▶ _Document segment_
============

Josh Turner: I believe it. It could still happen. 10 minutes before the webinar starts you want to logon. I will normally logon and I normally have a co-host with me on a webinar because it adds credibility. So Ben who is our director of campaign management and 1 of the top guys in our company, co-hosts webinars with me. we will normally logon on 10 – 20 minutes before the webinar is supposed to start so we know on our ends that the technology is working and we are clear on if we have an offer for something on sale or the call to action at the end of the webinar and some important pieces of housekeeping that we both need to be clear on with each other, that takes 1 minute or 2 and it is almost always goo. So we just hangout and talk for the next 8 or 10 minutes, then for the 8 minutes until the webinar is about to start, I normally go live. I start letting everyone in and once there is at least 30 or 49 people in the room, I start welcoming them and saying things like ‘hey, great to have you with us today. I appreciate you logging on early. We have a few minutes until we get started but I want to do a little sound tech really quick and make sure that we are good on all the technical stuff. So let me know in the chat if you do not mind, let me know that you can hear my audio clearly and that you can see the screen. Just put something in there ‘good to go’ or ‘got it, it is all good’, or something like that. So you have some interaction with the audience and them telling you they can hear you and everything is good, normally it is all good.
Then from there, we normally say ‘okay great. We will be back on in a few minutes to welcome some of the newcomers so go ahead and grab a drink or take care of any last second items’. We mute for a few minutes, I go grab a water or whatever, look at an email or something whatever it might be. Then I will get back on and essentially just welcome all the new people and there are still a few minutes to go before we get started. But then at that point with about 3 minutes to go before we get started, I will start getting into some of the benefits of why they are with us today, trying to get people excited and making them feel comfortable for them being on there with us early and I will start asking them in the chat where they are calling in from and people will say ‘Dan from Idaho, Jodi from California, Steve from the United Kingdom’, and that kind of stuff. That is good to do, you want people interacting and engaging so doing it before the webinar is a really easy way t get them to pug in things into the chat and have a good time with you and feeling represented. You can say their name back to them and thank them for being on, all that kind of stuff. So those are a couple tips just to name a few.

============

▶ _Available data_
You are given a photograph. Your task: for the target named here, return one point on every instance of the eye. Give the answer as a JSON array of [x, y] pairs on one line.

============

▶ _Written task_
In the webinar transcript, who co-hosts webinars with Josh Turner? Rely only on the webinar transcript.

▶ _Task result_
Ben, the company's director of campaign management.